On the plus side, this thread has come up with some good material for a band:
"To Struggle is to Gulag"
"Bombs as decoration"
"Prophylaxis against scary scoundrels blinded by envy"
"The noble profession of licensed fools"
"73 Years of Vulgarity"
Douglas wrote: "John wrote: "Douglas wrote: I'm not sure what you are trying to say. But if you are trying to make a case for moral equivalency (or inferiority) of the West and those regions plagued by communism a..."Get some help with that denial, it's never too late.
John wrote: "Douglas wrote: "John wrote: "Douglas wrote: I'm not sure what you are trying to say. But if you are trying to make a case for moral equivalency (or inferiority) of the West and those regions plague..."What's interesting is I could do a better job critiquing socialism.
--The problem with indoctrination is you externalize and thus sacrifice portions of reality so you cannot even try to process it, leaving you with "no point in pursuing this".
--These parts of reality may indeed be full of contradictions. It's not like I somehow have my "side" 100% figured out with a universal answer; that would indeed be "vulgar". The contradictions are at least recognized and engaged with.
...So of course I have (contextualized) critiques of socialist rapid industrialization, siege socialism/war communism, decolonization's nationalism, market socialism, Left adventurism, intellectual biases, working-class biases, etc. etc. etc.
--I'm reminded of the distinctions in status quo ideology:
a) Default: "apolitical", thus by default adopting the status quo. (note: I provide much more patience here).
b) Devoted: 73 years of Red Scare Robert Conquest: Necessary Illusions: Thought Control in Democratic Societies.
...also, what separates:
a) Classical political economists like Adam Smith, David Ricardo... and later variants (Weber, Schumpeter, Henry George), all not "leftists" and often status quo apologists, but at least capable of recognizing many real-world contradictions. Thus, plenty to debate here, usually around interpretations/social imagination/class biases etc. Not to mention the massive debates within the "Left" smh.

_Work request:_ Please reproduce, word for word, the part of the forum thread that begins at the words "--These parts of" and stops after "and engaged with.". You won't need the listing that comes next.

Region descriptions in natural language:
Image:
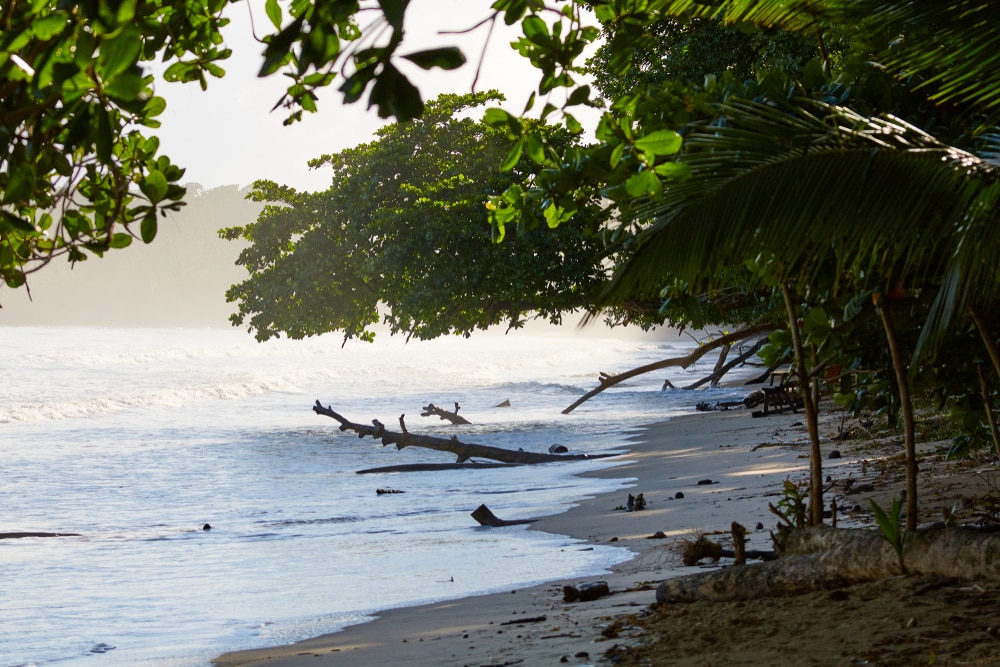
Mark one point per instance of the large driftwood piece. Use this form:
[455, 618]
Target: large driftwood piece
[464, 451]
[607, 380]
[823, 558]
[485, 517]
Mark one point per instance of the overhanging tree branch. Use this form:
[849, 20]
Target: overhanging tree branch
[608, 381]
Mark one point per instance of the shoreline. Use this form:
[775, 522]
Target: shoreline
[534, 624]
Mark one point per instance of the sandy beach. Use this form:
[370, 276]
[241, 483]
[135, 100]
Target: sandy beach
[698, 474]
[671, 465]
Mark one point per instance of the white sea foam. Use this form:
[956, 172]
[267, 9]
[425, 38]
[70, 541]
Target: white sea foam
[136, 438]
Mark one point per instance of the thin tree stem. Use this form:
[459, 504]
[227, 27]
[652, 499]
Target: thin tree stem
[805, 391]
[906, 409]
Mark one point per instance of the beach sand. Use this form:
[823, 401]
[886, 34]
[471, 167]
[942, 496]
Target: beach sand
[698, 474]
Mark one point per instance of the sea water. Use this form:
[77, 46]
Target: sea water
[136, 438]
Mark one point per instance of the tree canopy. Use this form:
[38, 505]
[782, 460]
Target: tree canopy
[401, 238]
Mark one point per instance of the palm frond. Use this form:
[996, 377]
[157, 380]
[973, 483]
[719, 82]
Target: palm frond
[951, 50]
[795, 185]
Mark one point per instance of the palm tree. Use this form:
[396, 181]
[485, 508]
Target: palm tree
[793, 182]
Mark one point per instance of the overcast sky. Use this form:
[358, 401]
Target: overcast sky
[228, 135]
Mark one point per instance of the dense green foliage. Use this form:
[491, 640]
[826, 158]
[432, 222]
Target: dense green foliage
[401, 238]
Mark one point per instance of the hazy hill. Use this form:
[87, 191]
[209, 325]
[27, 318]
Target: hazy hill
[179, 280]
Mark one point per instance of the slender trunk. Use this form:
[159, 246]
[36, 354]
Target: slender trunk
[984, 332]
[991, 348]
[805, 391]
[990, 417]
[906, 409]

---

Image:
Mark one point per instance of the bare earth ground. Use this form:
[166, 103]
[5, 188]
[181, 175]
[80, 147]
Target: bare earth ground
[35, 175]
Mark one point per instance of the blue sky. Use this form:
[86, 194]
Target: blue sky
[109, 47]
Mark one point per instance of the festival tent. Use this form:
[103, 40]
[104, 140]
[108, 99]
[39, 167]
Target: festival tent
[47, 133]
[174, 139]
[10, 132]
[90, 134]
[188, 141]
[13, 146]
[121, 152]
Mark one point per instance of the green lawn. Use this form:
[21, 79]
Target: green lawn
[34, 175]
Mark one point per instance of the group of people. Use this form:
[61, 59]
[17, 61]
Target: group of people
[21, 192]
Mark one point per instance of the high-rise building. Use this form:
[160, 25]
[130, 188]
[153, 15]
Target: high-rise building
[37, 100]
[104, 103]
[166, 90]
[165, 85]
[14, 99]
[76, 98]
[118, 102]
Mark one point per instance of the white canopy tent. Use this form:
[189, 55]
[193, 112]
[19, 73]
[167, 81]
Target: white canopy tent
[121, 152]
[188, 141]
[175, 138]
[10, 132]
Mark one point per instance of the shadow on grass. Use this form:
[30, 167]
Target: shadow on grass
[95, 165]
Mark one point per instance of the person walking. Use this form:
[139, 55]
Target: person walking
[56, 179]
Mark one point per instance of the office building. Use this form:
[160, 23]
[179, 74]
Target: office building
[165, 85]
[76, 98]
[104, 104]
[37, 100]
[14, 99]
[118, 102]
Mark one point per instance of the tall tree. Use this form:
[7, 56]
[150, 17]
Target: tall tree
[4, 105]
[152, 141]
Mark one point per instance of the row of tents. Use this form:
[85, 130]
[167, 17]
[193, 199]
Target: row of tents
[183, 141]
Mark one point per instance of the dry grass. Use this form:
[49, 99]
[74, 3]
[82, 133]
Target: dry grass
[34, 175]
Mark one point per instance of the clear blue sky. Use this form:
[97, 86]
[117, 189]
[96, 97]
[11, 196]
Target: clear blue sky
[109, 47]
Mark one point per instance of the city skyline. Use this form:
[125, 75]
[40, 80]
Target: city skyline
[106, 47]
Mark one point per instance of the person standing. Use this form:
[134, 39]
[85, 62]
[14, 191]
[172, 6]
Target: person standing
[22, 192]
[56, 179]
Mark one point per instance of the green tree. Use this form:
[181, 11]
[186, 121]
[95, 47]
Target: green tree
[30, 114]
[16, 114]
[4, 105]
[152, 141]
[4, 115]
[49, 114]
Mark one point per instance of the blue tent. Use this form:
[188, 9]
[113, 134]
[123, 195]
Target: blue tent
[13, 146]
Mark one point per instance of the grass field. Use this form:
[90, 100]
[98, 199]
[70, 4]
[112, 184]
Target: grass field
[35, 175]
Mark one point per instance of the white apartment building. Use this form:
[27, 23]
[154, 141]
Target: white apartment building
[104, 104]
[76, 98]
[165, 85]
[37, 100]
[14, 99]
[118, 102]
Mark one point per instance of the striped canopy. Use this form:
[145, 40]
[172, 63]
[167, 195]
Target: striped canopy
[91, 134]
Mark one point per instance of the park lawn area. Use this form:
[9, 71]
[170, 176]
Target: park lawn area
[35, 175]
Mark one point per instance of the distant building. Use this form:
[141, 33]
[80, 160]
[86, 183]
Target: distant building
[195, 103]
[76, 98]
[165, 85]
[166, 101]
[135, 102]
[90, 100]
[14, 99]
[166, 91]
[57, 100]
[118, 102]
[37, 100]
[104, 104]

==

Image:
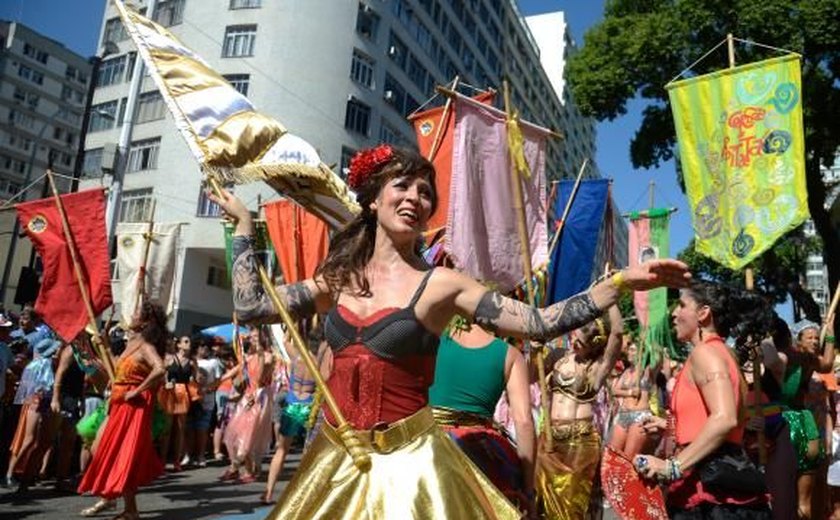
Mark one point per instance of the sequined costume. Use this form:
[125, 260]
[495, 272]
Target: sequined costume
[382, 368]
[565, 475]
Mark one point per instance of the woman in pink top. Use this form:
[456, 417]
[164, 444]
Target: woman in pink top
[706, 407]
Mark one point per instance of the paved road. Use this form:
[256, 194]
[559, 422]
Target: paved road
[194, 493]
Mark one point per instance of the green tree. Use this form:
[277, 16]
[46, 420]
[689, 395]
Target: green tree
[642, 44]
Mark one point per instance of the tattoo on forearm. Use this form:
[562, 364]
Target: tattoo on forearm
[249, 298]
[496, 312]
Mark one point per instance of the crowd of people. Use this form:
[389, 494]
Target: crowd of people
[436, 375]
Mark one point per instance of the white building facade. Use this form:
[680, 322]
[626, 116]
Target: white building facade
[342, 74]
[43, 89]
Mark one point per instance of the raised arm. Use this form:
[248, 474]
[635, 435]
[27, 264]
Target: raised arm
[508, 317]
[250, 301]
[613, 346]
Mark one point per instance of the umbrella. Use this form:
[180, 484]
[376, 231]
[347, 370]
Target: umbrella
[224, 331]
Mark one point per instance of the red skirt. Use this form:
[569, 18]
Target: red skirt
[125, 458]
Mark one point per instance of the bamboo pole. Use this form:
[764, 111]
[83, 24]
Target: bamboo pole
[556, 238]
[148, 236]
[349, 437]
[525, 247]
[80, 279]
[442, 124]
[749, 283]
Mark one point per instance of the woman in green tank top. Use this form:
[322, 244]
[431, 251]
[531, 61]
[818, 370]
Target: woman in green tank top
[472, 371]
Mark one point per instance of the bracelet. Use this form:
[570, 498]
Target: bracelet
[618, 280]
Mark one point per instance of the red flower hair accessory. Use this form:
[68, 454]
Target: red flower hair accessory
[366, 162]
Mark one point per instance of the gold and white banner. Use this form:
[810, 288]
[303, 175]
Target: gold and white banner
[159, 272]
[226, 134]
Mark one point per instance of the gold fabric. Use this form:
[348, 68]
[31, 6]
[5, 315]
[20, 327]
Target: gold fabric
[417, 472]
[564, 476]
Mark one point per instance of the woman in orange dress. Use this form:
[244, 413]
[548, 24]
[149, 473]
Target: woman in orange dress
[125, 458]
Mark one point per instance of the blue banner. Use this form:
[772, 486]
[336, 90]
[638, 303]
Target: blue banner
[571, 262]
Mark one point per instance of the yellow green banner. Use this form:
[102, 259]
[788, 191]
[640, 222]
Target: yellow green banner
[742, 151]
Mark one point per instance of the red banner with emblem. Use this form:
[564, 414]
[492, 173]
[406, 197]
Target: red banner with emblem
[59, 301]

_Expected output:_
--These parts of reality may indeed be full of contradictions. It's not like I somehow have my "side" 100% figured out with a universal answer; that would indeed be "vulgar". The contradictions are at least recognized and engaged with.